*** Block opens ***
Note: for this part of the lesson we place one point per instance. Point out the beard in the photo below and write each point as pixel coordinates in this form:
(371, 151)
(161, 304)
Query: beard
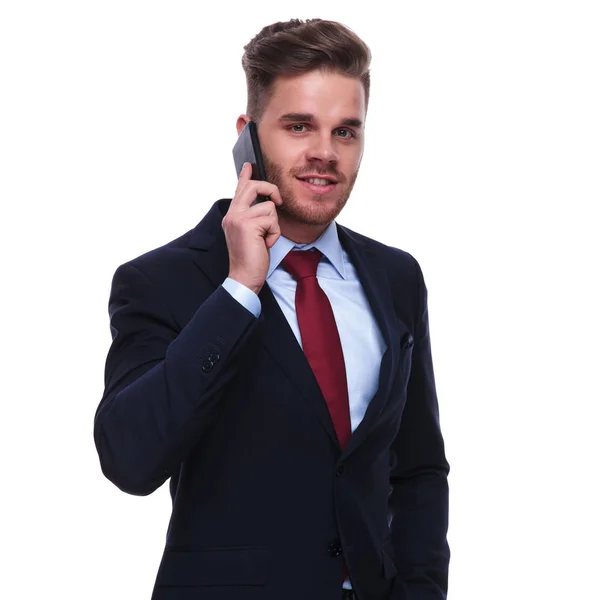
(318, 213)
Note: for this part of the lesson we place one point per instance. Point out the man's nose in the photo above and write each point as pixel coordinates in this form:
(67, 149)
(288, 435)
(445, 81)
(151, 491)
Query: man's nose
(323, 148)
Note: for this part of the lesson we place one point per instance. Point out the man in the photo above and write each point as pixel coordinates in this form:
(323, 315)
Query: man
(276, 366)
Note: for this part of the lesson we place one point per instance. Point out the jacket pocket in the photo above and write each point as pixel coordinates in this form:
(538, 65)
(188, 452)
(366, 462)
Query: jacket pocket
(225, 565)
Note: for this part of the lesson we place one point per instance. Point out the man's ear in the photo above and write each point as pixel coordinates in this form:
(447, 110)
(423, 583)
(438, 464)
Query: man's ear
(241, 123)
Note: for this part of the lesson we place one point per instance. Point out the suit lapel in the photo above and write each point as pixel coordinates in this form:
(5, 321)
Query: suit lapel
(278, 337)
(368, 265)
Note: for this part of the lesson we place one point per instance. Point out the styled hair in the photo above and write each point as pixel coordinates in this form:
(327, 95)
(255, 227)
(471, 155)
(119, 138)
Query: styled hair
(296, 47)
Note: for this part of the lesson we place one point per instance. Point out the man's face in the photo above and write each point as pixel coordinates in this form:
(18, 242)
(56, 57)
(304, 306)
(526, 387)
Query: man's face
(313, 125)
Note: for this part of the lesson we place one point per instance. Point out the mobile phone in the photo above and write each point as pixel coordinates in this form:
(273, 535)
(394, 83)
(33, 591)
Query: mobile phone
(247, 149)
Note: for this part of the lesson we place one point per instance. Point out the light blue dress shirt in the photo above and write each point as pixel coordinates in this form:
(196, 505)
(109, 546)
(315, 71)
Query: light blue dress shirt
(363, 345)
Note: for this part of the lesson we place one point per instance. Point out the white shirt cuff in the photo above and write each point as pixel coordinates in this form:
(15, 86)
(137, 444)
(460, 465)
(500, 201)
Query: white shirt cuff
(245, 296)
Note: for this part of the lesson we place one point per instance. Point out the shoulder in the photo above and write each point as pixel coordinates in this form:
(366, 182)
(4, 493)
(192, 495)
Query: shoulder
(395, 261)
(158, 263)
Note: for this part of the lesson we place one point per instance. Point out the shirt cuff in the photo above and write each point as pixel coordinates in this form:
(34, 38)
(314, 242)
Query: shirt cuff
(245, 296)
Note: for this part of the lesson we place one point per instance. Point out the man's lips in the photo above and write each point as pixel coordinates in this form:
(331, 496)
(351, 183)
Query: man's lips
(315, 188)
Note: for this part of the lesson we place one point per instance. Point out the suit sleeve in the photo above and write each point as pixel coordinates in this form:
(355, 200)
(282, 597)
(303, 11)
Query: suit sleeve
(419, 496)
(162, 384)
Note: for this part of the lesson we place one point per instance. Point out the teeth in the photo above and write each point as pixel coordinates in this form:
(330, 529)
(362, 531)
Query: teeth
(315, 181)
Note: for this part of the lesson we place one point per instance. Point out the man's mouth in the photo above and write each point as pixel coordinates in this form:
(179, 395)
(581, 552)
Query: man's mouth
(317, 185)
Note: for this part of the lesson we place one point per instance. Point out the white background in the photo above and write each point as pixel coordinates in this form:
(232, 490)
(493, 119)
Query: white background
(117, 121)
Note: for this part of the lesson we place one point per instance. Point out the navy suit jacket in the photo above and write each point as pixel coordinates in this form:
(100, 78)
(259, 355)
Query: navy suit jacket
(266, 506)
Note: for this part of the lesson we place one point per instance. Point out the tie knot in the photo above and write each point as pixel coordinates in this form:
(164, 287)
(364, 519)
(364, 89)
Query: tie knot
(302, 263)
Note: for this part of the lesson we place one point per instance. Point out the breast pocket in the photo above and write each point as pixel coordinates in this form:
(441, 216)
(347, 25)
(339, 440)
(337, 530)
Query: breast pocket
(239, 565)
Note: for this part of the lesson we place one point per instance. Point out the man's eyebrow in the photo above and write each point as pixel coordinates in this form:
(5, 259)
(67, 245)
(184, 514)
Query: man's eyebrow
(308, 118)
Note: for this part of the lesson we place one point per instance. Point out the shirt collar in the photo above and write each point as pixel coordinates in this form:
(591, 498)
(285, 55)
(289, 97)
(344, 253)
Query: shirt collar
(328, 243)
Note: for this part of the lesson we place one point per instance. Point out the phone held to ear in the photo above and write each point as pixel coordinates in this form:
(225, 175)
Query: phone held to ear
(247, 149)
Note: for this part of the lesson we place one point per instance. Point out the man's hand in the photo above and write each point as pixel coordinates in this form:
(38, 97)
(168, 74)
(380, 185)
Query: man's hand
(250, 231)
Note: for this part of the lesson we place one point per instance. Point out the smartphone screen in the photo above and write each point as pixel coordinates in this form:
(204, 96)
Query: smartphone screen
(247, 149)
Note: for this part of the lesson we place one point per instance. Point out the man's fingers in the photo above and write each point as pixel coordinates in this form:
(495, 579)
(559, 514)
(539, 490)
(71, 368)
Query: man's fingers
(248, 189)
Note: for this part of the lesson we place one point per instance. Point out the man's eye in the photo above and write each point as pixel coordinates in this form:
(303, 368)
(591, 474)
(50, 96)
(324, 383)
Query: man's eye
(349, 133)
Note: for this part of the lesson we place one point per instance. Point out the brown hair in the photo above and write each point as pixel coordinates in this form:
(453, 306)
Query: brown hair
(296, 47)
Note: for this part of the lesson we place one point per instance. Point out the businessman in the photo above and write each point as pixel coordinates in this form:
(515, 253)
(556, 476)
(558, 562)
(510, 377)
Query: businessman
(276, 366)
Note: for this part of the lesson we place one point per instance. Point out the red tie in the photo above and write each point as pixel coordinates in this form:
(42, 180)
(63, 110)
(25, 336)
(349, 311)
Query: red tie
(320, 338)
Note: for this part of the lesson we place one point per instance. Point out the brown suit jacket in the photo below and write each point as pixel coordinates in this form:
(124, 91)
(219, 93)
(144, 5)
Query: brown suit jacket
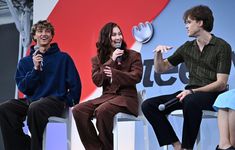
(122, 90)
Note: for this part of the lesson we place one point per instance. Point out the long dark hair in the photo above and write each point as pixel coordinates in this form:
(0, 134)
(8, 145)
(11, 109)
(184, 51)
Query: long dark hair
(104, 47)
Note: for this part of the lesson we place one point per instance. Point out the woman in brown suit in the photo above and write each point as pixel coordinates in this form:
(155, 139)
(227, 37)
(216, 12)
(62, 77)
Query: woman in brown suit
(117, 70)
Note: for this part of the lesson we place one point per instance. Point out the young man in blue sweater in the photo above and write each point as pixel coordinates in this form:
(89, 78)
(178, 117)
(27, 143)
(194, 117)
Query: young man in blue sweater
(49, 80)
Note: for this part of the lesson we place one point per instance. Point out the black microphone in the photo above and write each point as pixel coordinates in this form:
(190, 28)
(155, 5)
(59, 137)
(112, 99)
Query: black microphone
(37, 51)
(168, 104)
(119, 58)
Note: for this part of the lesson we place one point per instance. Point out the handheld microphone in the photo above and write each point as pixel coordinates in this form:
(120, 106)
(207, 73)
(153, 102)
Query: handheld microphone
(119, 58)
(37, 51)
(168, 104)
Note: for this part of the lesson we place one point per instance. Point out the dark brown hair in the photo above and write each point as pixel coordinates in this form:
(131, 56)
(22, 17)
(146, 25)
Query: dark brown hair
(201, 13)
(103, 45)
(42, 24)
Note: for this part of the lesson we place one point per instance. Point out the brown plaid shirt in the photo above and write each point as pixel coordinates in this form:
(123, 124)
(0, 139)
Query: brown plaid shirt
(203, 66)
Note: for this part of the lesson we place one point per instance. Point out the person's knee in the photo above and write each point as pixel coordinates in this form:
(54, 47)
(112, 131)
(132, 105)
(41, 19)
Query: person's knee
(148, 105)
(77, 111)
(102, 113)
(232, 139)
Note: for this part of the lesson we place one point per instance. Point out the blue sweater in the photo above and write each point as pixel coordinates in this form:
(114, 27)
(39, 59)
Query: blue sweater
(59, 77)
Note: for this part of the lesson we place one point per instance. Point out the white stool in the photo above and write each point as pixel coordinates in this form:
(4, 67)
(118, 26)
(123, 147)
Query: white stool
(206, 114)
(127, 117)
(67, 119)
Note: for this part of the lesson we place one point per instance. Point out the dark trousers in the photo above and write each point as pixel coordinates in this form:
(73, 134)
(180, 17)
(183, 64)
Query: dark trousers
(192, 106)
(104, 113)
(14, 112)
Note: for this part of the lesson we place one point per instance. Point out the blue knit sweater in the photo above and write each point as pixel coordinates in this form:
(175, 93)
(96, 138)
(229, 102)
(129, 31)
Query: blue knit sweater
(59, 77)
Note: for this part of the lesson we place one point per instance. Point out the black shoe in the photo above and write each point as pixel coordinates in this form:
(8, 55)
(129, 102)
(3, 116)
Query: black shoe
(230, 148)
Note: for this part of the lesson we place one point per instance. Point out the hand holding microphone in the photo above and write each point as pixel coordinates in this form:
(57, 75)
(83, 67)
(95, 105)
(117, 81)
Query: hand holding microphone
(37, 58)
(118, 52)
(162, 48)
(168, 104)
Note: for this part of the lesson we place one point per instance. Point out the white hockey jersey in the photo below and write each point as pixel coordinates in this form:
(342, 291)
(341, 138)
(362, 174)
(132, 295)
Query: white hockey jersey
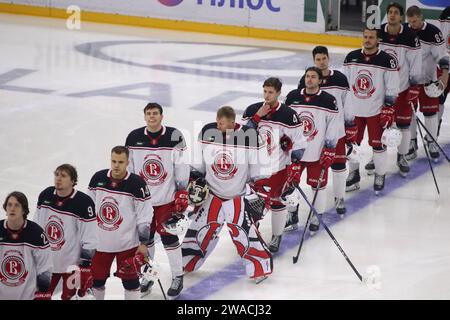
(22, 260)
(70, 225)
(320, 117)
(335, 84)
(230, 161)
(406, 50)
(121, 206)
(373, 81)
(282, 121)
(160, 161)
(433, 50)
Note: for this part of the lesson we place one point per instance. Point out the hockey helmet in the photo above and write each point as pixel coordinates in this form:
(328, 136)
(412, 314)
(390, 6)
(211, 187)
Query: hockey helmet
(434, 89)
(392, 137)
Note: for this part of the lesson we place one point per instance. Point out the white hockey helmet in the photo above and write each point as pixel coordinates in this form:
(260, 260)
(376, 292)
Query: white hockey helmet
(177, 225)
(434, 89)
(392, 137)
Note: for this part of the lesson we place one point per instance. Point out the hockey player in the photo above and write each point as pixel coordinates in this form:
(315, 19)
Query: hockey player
(323, 126)
(69, 222)
(124, 215)
(404, 46)
(434, 54)
(280, 127)
(24, 254)
(373, 78)
(228, 155)
(336, 84)
(157, 155)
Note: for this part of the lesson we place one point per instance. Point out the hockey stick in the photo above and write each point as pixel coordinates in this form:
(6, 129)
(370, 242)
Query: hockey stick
(295, 259)
(330, 234)
(419, 122)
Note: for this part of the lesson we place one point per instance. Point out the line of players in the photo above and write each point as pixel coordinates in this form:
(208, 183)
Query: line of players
(239, 173)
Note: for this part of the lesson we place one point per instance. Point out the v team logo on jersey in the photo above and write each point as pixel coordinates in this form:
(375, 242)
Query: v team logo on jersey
(55, 233)
(109, 217)
(223, 166)
(13, 272)
(153, 171)
(363, 87)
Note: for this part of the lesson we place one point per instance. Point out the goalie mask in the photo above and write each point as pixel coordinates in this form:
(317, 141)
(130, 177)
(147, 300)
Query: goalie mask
(198, 191)
(434, 89)
(392, 137)
(177, 225)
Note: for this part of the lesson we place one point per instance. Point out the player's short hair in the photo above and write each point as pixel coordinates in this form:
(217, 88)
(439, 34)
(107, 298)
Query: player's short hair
(320, 50)
(396, 5)
(153, 105)
(70, 170)
(22, 199)
(315, 69)
(120, 150)
(413, 11)
(226, 112)
(274, 83)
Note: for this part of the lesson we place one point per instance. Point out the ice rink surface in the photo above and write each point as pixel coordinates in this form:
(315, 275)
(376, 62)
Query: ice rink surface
(70, 96)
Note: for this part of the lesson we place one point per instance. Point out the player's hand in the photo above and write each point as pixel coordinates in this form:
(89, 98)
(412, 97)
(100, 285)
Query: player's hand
(387, 116)
(181, 201)
(327, 157)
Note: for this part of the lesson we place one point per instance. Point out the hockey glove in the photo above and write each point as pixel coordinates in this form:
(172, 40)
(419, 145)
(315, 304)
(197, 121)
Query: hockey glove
(387, 116)
(181, 201)
(327, 157)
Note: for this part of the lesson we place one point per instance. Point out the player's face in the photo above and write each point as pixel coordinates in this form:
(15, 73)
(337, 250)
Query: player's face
(312, 80)
(394, 17)
(271, 95)
(63, 181)
(14, 210)
(119, 163)
(153, 118)
(224, 124)
(415, 22)
(370, 39)
(321, 61)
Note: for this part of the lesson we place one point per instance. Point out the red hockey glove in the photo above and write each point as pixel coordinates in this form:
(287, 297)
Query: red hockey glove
(38, 295)
(285, 143)
(294, 172)
(413, 93)
(387, 116)
(351, 133)
(327, 157)
(181, 201)
(131, 266)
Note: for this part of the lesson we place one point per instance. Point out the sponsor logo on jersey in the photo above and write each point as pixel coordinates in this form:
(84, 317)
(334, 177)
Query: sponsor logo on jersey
(223, 165)
(153, 171)
(13, 272)
(363, 87)
(109, 217)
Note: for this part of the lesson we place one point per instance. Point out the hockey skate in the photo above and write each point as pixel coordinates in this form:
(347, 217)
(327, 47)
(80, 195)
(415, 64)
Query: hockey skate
(378, 184)
(175, 288)
(314, 225)
(340, 207)
(370, 167)
(352, 182)
(274, 245)
(412, 153)
(292, 222)
(403, 165)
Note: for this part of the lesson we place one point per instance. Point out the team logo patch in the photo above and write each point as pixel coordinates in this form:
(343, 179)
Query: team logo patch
(55, 233)
(309, 127)
(13, 272)
(109, 217)
(153, 171)
(223, 166)
(363, 87)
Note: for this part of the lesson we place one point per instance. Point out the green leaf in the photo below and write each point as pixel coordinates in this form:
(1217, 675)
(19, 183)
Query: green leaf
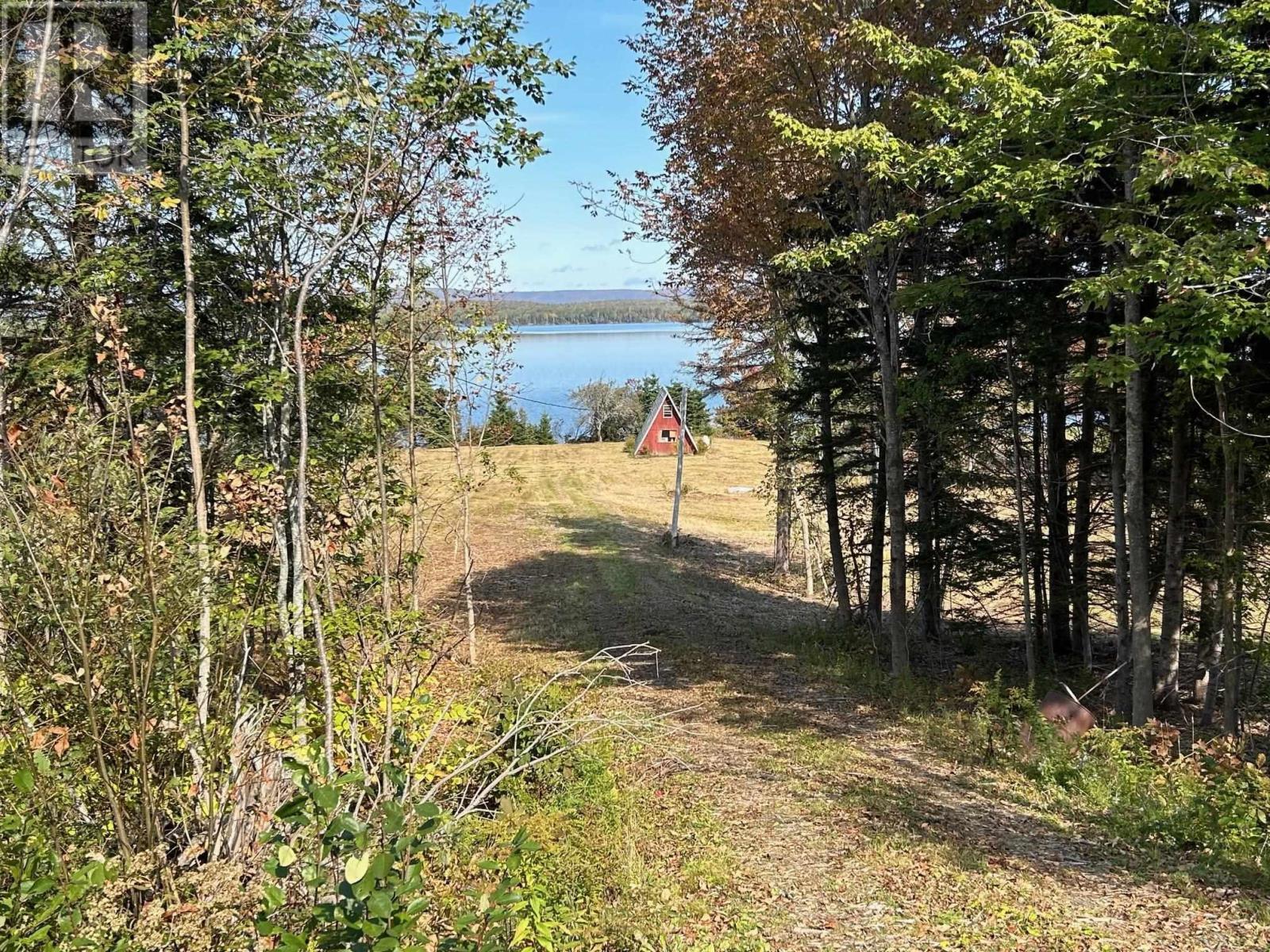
(355, 869)
(325, 797)
(25, 781)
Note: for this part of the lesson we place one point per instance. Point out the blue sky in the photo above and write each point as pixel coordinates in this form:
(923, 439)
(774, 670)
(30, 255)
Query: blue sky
(591, 127)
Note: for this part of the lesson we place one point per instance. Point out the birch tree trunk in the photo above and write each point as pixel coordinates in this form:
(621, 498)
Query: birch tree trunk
(1022, 522)
(198, 488)
(1081, 634)
(1172, 600)
(1123, 695)
(878, 531)
(1137, 518)
(1230, 564)
(829, 486)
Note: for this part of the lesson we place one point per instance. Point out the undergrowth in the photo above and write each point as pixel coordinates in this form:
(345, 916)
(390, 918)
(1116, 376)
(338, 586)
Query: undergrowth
(1204, 810)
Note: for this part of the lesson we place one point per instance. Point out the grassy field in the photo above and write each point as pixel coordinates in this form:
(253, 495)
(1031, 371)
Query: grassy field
(793, 799)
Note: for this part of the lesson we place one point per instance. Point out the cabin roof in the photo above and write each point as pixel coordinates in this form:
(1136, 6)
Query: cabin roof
(653, 416)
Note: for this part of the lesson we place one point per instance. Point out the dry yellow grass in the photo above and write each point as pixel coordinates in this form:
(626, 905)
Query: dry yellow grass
(591, 478)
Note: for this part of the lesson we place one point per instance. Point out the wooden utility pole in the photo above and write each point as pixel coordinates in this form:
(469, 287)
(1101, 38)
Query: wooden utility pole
(679, 466)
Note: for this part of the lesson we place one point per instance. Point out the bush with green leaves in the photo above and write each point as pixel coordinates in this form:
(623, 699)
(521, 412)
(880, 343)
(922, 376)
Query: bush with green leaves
(381, 884)
(41, 896)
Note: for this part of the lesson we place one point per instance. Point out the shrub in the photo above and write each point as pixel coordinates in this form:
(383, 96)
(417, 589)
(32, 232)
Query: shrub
(378, 885)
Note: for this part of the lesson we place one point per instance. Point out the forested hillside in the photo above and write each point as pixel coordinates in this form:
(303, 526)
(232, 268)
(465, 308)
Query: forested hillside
(313, 639)
(995, 289)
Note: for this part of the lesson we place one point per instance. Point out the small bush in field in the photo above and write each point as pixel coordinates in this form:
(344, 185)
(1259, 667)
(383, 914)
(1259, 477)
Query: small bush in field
(1210, 803)
(379, 884)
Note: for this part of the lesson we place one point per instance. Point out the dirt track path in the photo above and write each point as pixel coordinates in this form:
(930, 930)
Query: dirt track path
(846, 831)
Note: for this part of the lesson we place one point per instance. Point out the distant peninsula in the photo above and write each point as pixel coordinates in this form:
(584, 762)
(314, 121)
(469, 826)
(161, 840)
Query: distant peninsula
(603, 306)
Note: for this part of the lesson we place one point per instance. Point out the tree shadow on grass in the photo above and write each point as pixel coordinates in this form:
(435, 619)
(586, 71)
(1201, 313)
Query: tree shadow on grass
(719, 622)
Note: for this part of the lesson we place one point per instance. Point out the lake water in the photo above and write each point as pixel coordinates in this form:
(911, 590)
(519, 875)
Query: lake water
(552, 361)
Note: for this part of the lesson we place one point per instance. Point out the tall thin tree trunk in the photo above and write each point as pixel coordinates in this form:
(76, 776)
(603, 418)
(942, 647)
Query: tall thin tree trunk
(929, 596)
(1081, 632)
(887, 338)
(1122, 681)
(829, 486)
(381, 482)
(1208, 659)
(1175, 569)
(1229, 566)
(1060, 547)
(413, 437)
(810, 558)
(878, 531)
(1022, 522)
(784, 505)
(1039, 505)
(302, 552)
(1137, 518)
(198, 488)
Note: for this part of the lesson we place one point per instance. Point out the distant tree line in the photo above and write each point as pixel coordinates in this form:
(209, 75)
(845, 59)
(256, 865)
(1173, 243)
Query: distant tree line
(637, 311)
(508, 427)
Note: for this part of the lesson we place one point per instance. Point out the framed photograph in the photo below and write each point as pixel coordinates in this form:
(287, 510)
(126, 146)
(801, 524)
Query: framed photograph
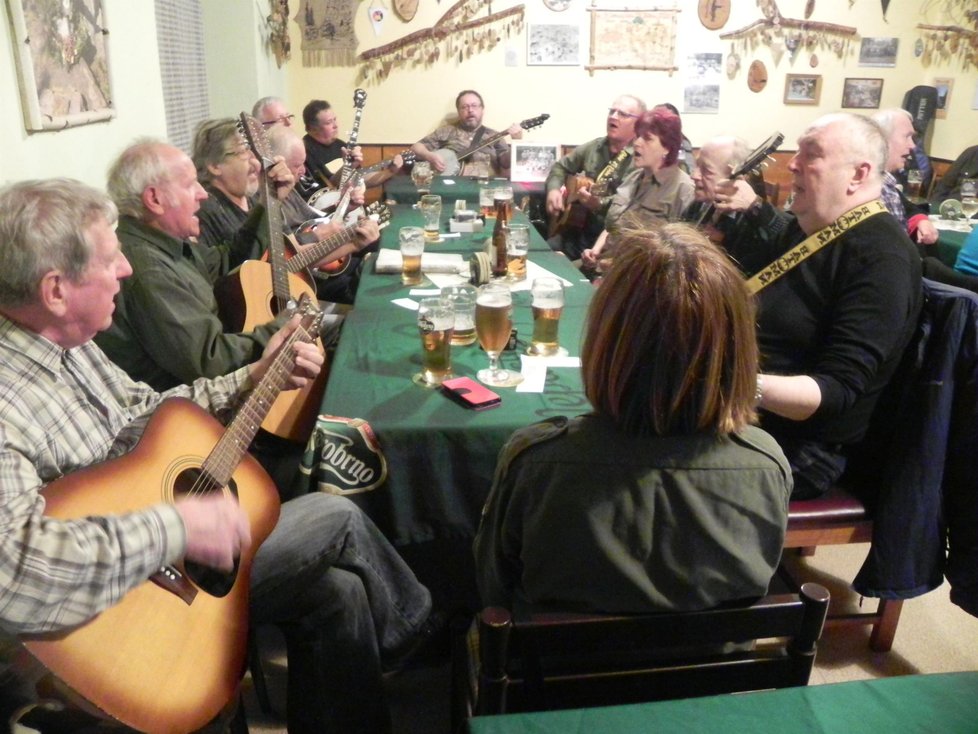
*** Block closes ***
*REQUIRED ACTION:*
Which lines in the data above hold the string "framed"? Return each of them.

*TASK RESULT:*
Note: for this part of the lesson we place one point per instance. Point out the framed photograph in the photo below and write each point as pixel coordinates in this form:
Query: framed photograph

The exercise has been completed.